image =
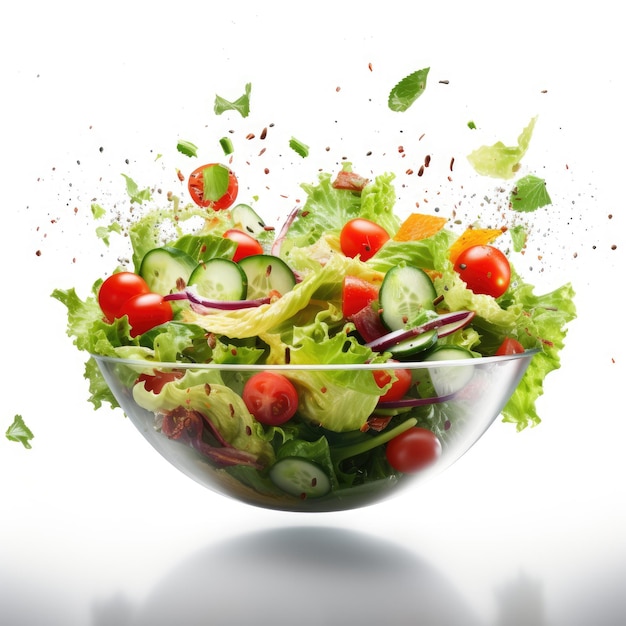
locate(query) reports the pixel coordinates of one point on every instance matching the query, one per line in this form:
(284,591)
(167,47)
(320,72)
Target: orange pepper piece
(473,237)
(419,226)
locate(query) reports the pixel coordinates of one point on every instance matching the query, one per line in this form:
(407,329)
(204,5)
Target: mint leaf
(135,194)
(187,148)
(518,237)
(408,90)
(300,148)
(18,431)
(241,105)
(529,194)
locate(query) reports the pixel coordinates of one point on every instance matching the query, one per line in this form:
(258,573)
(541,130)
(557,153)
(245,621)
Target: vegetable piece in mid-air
(213,185)
(484,269)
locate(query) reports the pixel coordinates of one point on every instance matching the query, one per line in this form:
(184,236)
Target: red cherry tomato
(510,346)
(399,387)
(246,244)
(413,450)
(270,397)
(484,269)
(357,293)
(117,289)
(222,181)
(145,311)
(361,237)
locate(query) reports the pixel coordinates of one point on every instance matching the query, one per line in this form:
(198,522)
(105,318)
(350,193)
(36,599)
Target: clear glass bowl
(202,427)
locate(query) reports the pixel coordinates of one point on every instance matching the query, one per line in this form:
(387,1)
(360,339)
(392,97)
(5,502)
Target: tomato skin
(195,185)
(399,387)
(246,244)
(361,237)
(413,450)
(117,289)
(484,269)
(357,293)
(155,382)
(145,311)
(510,346)
(270,397)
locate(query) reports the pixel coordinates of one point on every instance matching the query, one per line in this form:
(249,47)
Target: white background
(96,528)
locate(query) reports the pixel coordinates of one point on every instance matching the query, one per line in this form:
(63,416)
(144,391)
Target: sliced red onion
(444,325)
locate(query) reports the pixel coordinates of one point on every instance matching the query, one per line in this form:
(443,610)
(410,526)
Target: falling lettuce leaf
(18,431)
(529,194)
(500,161)
(136,195)
(241,105)
(187,148)
(408,90)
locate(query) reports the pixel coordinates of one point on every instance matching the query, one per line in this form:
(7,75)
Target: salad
(344,281)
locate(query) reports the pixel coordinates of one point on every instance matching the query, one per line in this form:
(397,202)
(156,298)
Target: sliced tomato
(349,181)
(213,185)
(399,387)
(246,244)
(356,294)
(510,346)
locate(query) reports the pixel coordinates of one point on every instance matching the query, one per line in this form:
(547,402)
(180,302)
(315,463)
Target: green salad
(345,281)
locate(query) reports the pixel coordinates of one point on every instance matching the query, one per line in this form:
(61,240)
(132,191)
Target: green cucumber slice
(267,273)
(220,279)
(404,293)
(444,381)
(247,219)
(300,477)
(166,269)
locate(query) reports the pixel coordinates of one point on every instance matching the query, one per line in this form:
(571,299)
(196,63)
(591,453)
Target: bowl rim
(329,367)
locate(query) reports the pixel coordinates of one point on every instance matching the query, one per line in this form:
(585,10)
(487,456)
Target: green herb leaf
(518,237)
(227,145)
(408,90)
(187,148)
(297,146)
(135,194)
(215,182)
(18,431)
(529,194)
(241,105)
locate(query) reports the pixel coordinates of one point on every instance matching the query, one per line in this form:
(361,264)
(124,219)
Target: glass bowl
(199,422)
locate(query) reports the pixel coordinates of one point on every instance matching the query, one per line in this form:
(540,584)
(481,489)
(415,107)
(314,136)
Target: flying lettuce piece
(499,160)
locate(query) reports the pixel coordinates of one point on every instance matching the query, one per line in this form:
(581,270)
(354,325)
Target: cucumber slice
(300,477)
(443,381)
(404,293)
(220,279)
(246,218)
(166,269)
(410,347)
(267,273)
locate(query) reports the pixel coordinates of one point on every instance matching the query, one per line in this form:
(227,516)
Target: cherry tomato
(145,311)
(228,186)
(510,346)
(398,388)
(413,450)
(362,237)
(270,397)
(117,289)
(357,293)
(156,381)
(246,244)
(484,269)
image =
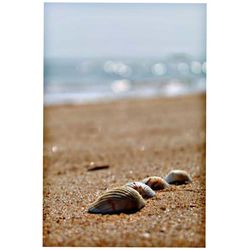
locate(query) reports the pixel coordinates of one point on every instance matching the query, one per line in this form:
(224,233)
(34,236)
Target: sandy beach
(136,138)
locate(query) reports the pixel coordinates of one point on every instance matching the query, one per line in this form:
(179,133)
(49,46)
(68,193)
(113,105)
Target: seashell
(144,190)
(178,177)
(117,200)
(156,182)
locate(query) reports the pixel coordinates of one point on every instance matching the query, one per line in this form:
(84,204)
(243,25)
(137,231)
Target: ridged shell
(144,190)
(117,200)
(178,177)
(155,182)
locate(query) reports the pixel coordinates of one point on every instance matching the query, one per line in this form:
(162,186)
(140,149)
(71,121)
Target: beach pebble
(155,182)
(122,199)
(178,177)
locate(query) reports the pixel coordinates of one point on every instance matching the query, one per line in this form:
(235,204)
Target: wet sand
(136,138)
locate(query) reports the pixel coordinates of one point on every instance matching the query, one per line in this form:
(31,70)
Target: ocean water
(83,80)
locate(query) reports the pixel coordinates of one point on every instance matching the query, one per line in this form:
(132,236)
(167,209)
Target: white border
(227,124)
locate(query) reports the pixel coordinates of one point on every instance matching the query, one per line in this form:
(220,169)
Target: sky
(123,30)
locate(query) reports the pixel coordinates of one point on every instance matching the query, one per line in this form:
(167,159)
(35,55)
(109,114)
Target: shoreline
(136,138)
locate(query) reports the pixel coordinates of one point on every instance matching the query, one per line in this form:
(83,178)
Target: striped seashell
(178,177)
(155,182)
(118,200)
(144,190)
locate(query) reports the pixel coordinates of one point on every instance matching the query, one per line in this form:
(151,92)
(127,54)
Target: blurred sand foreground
(137,138)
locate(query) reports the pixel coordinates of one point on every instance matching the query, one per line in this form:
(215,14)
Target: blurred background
(96,52)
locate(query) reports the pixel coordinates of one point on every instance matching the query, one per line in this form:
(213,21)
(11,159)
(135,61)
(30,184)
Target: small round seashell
(178,177)
(118,200)
(144,190)
(155,182)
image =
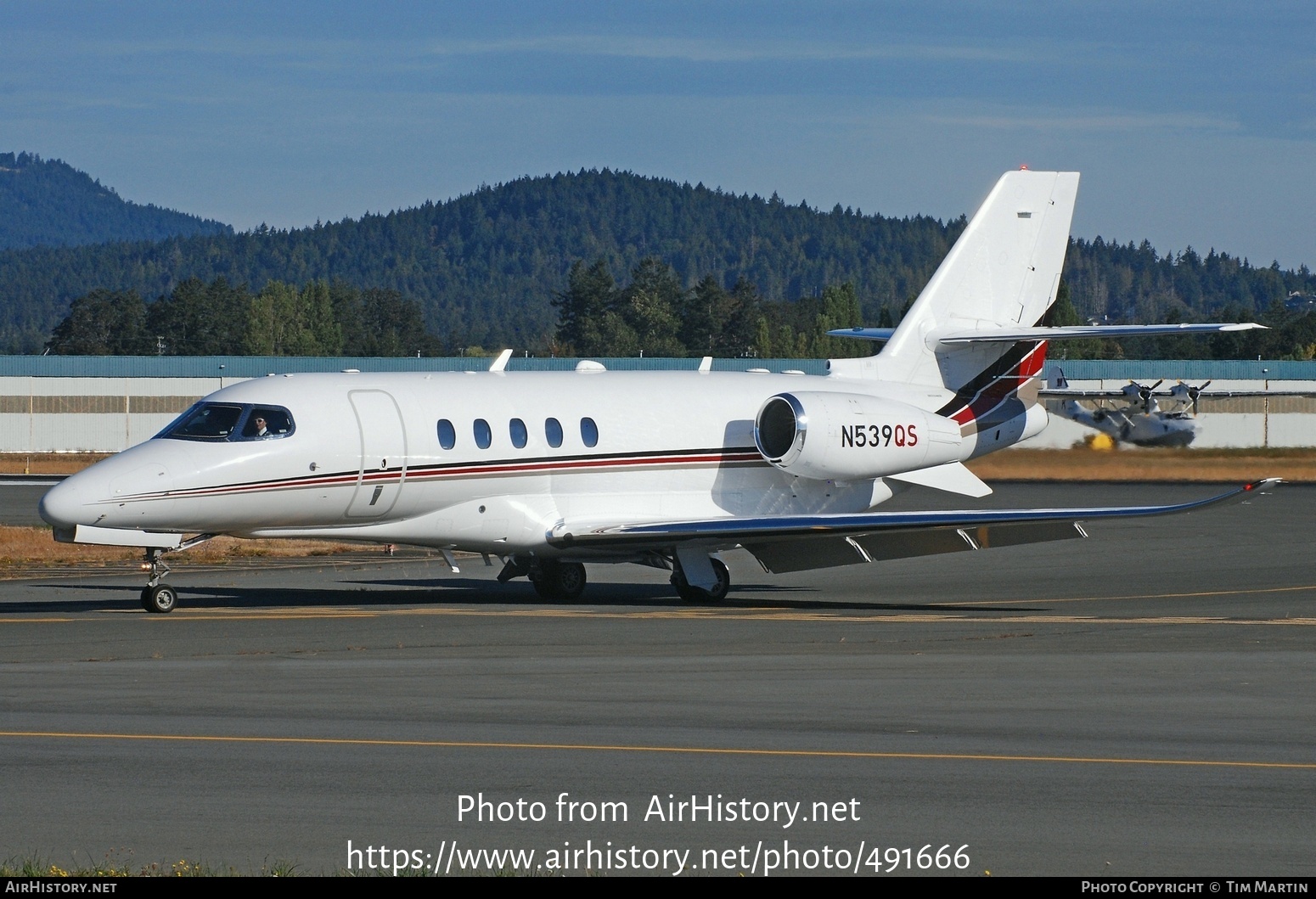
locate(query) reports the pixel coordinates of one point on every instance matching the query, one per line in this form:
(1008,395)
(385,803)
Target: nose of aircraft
(67,503)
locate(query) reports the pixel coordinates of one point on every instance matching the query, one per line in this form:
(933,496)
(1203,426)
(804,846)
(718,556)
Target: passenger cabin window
(447,433)
(483,435)
(553,432)
(231,421)
(588,432)
(516,428)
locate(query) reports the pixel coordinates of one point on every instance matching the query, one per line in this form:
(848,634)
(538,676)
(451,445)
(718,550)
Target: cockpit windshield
(231,421)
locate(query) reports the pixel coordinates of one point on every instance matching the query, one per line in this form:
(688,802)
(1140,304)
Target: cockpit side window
(229,421)
(205,421)
(267,423)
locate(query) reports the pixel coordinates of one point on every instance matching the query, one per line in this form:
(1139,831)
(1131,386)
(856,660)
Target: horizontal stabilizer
(863,334)
(953,478)
(1079,332)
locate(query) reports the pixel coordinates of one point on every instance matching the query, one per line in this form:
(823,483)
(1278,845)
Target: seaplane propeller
(1187,394)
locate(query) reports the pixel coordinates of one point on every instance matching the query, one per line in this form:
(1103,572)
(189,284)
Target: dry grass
(28,547)
(48,463)
(1296,465)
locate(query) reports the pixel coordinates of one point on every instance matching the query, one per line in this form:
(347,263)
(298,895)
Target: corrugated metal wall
(110,403)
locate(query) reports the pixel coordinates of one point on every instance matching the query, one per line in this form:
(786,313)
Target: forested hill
(486,267)
(48,202)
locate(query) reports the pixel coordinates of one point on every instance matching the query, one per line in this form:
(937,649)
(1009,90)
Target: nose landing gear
(160,598)
(157,597)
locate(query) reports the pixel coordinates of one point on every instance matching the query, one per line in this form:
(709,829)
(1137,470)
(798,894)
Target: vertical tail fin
(1003,272)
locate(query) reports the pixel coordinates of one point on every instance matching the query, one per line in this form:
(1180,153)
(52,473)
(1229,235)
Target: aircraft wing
(811,542)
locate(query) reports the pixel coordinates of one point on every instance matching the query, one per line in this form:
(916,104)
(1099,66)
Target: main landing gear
(558,581)
(698,594)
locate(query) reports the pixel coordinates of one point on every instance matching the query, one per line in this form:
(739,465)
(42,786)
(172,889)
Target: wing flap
(754,531)
(806,554)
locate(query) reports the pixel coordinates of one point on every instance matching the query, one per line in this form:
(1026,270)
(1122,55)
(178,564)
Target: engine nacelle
(852,435)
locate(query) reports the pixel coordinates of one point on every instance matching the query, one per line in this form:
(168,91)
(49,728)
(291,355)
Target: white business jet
(552,470)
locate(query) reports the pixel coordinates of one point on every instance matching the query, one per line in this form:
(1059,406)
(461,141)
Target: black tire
(689,594)
(160,599)
(560,582)
(571,581)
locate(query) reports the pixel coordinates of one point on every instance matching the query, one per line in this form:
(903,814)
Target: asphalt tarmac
(1132,705)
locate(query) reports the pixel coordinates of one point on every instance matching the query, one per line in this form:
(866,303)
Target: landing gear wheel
(160,599)
(689,594)
(560,581)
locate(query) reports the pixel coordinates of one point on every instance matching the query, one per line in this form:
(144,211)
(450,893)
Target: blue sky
(1193,122)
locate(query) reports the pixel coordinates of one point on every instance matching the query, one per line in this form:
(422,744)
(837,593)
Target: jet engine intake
(852,435)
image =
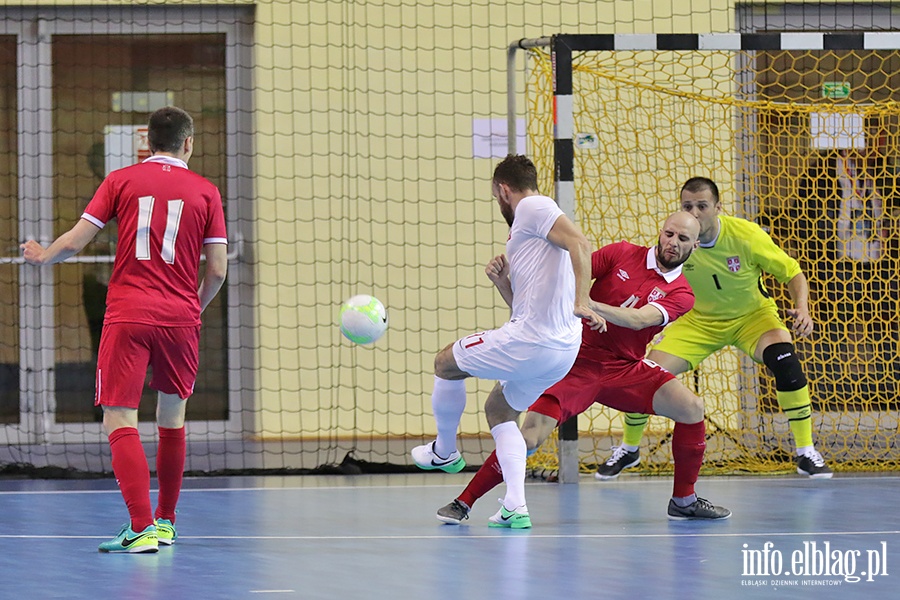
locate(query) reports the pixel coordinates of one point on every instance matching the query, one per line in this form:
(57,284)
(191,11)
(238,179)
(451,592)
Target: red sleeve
(102,206)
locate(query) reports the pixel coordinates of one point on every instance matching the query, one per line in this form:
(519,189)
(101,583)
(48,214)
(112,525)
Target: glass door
(87,81)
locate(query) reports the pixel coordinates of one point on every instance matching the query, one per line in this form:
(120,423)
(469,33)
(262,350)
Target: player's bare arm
(498,272)
(630,318)
(798,288)
(566,235)
(214,276)
(68,244)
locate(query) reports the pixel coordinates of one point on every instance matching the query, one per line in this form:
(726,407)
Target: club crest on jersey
(656,294)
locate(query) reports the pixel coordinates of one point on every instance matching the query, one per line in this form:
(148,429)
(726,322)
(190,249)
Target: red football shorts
(624,385)
(127,349)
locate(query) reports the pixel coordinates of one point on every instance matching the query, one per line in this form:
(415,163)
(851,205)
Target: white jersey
(543,281)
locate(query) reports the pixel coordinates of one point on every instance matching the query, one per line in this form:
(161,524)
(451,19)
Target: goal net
(801,133)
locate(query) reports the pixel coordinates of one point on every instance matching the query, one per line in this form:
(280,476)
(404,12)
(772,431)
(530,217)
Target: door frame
(35,29)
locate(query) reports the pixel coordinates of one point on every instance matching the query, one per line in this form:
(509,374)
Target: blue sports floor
(373,537)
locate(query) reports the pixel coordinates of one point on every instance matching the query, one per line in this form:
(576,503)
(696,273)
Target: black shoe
(813,465)
(453,513)
(700,509)
(620,459)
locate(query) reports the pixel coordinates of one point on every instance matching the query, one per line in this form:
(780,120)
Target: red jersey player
(638,290)
(167,215)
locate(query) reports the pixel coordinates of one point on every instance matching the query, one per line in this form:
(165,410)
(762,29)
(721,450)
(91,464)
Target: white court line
(362,486)
(500,536)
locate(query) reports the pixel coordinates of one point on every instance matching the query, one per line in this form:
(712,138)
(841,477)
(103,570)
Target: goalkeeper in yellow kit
(732,308)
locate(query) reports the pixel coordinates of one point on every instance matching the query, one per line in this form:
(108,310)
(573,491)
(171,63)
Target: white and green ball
(363,319)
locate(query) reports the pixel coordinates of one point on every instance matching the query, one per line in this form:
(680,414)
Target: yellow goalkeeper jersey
(726,275)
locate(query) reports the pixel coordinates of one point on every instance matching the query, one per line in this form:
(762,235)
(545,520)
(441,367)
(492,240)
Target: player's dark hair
(698,184)
(168,128)
(518,172)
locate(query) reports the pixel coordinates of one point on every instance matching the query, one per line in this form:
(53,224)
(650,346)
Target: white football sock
(511,450)
(448,401)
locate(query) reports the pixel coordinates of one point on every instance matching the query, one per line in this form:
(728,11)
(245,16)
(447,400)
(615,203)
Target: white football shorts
(523,368)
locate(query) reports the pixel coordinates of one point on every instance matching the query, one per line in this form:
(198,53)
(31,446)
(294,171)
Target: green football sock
(797,409)
(634,428)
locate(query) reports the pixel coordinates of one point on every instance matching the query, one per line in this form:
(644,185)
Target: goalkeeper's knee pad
(781,358)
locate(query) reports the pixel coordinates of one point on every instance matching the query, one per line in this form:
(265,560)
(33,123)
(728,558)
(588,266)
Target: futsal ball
(363,319)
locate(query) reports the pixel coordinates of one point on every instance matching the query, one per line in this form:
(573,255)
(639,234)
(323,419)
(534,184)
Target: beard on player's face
(672,263)
(505,207)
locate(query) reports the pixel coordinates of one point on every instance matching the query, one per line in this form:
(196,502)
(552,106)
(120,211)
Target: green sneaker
(513,519)
(165,531)
(129,541)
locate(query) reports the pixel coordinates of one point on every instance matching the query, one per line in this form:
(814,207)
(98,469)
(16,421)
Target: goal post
(615,124)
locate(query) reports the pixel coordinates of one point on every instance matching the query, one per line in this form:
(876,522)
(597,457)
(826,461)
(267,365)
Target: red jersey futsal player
(167,216)
(638,290)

====

## AUFGABE
Welche Zeilen der Einträge oben enthalten die Zeichenfolge „leaf“? Gib jede dieser Zeilen unverändert zurück und beachte dabei die Groß- und Kleinschreibung.

## ANTWORT ZUR AUFGABE
Target: mint leaf
Target: falling lettuce leaf
Target: green herb leaf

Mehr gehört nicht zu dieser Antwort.